WHAT TO DO: State only the count of lines in the listing below that hold "flower".

-------------------------

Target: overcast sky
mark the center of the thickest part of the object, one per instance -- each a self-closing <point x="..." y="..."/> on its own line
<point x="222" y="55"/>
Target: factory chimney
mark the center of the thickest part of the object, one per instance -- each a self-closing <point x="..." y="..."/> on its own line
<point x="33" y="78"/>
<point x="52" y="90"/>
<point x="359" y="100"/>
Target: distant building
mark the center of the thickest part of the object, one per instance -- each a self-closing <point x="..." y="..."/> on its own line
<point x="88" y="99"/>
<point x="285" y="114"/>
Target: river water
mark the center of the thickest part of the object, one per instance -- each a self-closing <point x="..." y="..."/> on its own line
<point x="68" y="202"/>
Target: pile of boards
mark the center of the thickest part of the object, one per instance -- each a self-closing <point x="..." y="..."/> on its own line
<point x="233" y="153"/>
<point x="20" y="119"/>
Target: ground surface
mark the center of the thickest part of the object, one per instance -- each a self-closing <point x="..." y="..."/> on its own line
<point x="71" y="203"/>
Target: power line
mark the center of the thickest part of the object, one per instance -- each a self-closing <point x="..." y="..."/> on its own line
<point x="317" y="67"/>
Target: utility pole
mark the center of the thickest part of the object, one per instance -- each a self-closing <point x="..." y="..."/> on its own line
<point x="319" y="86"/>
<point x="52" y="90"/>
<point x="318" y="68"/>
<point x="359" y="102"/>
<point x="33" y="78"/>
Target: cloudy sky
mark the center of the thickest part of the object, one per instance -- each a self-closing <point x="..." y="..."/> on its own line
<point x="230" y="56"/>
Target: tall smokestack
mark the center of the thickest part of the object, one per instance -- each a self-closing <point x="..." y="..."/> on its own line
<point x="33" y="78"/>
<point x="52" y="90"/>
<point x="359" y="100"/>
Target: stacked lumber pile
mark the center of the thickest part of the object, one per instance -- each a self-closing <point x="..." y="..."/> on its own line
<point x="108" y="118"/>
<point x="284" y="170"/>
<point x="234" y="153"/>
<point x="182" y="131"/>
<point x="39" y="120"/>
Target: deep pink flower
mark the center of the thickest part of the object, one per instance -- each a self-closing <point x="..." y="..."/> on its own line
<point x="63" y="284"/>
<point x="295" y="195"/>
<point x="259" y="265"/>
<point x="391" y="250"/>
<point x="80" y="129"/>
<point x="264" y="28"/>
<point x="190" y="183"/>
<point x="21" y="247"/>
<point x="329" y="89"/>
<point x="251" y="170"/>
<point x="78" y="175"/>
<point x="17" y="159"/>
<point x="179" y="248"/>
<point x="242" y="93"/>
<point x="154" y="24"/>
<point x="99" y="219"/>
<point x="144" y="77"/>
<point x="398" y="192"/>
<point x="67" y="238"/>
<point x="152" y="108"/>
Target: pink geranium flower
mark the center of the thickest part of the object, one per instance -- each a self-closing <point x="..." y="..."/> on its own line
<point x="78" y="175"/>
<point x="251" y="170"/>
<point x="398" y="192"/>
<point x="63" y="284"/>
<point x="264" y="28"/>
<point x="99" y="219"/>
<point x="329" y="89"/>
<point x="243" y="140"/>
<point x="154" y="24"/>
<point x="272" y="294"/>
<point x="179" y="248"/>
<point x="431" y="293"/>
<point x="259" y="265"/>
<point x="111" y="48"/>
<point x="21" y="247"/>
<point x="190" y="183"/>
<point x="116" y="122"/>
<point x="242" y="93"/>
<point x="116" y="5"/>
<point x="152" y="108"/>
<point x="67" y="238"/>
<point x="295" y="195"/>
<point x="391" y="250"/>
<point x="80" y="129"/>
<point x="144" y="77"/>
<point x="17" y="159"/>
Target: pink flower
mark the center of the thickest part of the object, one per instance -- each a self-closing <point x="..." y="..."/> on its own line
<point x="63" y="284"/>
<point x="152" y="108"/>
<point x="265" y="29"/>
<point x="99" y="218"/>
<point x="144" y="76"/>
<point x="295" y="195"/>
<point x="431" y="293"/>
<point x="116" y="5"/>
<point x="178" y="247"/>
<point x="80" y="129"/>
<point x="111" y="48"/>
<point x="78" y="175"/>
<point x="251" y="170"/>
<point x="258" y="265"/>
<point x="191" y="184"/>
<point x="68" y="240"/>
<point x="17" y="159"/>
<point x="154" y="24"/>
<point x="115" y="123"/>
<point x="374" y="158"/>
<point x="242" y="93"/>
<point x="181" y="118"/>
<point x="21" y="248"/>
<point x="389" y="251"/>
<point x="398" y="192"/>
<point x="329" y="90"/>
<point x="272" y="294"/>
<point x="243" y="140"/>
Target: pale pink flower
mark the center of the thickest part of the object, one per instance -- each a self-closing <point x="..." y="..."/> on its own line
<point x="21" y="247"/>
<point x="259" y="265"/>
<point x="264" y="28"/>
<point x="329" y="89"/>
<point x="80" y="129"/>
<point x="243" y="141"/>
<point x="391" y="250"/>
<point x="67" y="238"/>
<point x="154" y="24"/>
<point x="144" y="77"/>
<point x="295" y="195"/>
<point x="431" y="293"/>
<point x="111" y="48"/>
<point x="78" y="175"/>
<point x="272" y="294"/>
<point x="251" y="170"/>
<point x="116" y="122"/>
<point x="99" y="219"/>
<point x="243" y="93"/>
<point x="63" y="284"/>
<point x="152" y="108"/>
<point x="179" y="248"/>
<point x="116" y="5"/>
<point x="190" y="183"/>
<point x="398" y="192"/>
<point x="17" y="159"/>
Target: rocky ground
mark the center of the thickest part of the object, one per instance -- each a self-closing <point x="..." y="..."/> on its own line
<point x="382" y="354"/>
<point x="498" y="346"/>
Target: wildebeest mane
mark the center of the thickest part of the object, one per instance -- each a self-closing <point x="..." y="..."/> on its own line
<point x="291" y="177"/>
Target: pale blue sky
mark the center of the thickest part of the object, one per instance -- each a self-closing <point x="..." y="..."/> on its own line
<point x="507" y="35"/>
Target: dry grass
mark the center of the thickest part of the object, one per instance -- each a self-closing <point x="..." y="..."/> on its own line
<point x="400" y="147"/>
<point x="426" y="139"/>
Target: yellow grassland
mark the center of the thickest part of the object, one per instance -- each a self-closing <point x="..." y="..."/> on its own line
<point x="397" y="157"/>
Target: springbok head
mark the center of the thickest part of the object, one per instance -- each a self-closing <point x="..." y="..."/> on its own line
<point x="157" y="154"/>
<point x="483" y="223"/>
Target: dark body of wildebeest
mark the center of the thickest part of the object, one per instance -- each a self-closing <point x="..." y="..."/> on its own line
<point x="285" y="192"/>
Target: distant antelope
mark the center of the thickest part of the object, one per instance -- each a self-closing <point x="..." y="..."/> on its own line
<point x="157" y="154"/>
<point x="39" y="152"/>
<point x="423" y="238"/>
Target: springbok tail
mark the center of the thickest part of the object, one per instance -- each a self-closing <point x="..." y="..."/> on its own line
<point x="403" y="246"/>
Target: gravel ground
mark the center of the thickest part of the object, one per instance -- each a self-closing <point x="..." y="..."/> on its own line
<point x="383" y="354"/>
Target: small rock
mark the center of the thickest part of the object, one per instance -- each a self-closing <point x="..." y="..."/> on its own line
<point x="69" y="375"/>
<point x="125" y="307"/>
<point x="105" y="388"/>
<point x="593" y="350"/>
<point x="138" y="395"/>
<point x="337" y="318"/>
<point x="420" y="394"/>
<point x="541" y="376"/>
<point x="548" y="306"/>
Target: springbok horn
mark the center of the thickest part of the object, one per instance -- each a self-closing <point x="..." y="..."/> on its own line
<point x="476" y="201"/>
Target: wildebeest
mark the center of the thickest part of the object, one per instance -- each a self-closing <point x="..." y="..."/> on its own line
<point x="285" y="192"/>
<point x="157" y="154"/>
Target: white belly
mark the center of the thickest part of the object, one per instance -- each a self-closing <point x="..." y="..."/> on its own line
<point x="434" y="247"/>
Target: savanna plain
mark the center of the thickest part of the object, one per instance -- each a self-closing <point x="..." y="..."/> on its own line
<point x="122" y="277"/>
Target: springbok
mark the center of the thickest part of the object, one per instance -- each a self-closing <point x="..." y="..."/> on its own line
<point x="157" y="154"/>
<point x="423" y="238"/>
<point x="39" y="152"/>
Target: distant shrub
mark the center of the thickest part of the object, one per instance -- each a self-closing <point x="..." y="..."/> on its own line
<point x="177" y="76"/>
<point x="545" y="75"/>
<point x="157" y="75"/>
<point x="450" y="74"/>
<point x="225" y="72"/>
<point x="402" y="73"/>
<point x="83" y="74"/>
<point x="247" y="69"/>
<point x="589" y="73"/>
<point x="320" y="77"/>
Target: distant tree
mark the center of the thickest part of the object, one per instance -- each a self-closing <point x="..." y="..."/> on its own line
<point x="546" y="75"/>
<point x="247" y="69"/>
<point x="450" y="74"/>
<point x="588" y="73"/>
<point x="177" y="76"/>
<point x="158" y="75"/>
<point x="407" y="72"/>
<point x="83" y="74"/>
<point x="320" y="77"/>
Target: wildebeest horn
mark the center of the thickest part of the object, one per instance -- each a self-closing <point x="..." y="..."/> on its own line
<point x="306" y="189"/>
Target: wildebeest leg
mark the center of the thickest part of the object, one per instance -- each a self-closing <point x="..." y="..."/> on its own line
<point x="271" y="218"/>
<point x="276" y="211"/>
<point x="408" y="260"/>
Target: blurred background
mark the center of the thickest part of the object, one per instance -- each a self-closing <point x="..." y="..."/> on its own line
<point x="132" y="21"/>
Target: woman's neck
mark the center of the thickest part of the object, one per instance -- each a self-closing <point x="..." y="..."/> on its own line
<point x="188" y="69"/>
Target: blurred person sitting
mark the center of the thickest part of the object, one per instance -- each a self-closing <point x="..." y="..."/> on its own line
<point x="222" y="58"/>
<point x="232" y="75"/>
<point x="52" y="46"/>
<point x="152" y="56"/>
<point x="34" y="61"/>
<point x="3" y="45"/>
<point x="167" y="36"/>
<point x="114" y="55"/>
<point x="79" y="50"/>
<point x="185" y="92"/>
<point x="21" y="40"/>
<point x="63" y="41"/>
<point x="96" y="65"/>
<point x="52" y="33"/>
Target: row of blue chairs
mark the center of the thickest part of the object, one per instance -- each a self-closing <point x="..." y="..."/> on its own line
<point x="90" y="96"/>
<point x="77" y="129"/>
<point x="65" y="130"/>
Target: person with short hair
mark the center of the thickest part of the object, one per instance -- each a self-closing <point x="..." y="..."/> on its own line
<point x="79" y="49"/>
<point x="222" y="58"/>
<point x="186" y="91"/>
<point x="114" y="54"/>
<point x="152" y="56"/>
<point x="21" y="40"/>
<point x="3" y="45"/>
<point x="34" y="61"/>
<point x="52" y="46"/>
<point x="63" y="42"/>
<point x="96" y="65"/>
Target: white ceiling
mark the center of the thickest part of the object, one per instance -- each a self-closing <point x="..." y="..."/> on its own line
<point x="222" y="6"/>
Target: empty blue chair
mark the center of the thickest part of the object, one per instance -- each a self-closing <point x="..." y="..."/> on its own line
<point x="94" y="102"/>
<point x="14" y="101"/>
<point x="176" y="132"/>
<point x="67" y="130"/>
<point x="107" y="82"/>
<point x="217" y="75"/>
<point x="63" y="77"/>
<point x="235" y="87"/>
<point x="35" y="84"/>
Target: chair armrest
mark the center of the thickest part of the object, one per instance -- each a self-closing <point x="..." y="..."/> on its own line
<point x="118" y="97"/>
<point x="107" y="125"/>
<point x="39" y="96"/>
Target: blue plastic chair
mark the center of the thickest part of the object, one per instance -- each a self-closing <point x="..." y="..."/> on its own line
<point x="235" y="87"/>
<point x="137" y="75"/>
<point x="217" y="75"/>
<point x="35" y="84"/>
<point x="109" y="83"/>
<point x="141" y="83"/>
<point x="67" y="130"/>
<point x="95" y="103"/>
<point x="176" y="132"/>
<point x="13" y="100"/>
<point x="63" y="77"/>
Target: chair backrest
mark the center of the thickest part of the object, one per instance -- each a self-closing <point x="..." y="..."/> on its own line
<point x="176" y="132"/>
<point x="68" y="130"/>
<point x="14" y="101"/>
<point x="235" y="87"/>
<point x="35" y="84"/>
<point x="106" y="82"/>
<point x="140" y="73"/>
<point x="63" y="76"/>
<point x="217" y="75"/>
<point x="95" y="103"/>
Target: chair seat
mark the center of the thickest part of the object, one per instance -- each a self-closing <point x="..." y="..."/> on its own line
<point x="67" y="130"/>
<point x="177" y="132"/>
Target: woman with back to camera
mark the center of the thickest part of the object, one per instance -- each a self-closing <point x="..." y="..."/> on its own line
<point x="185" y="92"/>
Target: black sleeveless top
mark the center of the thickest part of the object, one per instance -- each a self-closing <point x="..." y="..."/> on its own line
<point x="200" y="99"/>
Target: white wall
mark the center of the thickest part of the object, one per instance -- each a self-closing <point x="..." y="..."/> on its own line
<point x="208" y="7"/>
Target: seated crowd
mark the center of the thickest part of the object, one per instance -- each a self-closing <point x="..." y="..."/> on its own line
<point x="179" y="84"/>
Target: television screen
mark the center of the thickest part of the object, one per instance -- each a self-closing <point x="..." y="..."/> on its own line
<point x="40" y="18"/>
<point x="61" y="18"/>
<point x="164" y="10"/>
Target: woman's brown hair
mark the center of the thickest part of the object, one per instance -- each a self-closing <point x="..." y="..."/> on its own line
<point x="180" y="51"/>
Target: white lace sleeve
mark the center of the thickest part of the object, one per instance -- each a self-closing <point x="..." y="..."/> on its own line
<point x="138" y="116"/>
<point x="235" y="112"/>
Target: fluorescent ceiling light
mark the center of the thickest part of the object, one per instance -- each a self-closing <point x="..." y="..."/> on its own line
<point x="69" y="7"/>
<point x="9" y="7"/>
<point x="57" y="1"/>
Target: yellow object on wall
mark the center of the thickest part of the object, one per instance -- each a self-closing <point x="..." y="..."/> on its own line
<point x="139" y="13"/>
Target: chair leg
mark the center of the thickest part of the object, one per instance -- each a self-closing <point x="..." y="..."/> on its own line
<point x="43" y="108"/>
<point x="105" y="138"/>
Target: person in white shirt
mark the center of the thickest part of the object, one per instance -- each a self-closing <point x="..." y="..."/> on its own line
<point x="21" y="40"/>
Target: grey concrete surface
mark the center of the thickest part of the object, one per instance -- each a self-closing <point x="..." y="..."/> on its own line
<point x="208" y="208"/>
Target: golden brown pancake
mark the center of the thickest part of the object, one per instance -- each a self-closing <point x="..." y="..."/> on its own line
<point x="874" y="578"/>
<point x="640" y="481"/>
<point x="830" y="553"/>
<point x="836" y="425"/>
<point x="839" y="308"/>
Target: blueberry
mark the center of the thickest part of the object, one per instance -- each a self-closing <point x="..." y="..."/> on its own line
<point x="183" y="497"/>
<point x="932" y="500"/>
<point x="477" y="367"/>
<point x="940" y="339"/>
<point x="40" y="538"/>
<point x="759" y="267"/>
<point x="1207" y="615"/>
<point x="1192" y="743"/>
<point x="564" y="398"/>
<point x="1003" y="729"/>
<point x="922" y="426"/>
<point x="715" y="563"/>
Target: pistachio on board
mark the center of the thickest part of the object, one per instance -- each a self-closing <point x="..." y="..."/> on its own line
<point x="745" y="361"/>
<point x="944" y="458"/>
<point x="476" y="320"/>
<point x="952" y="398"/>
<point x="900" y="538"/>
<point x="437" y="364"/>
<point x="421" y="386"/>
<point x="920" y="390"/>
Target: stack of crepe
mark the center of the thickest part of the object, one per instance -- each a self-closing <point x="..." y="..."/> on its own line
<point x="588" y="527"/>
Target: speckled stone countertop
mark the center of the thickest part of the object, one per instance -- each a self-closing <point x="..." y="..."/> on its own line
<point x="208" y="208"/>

-------------------------

ANSWER TO THIS TASK: 4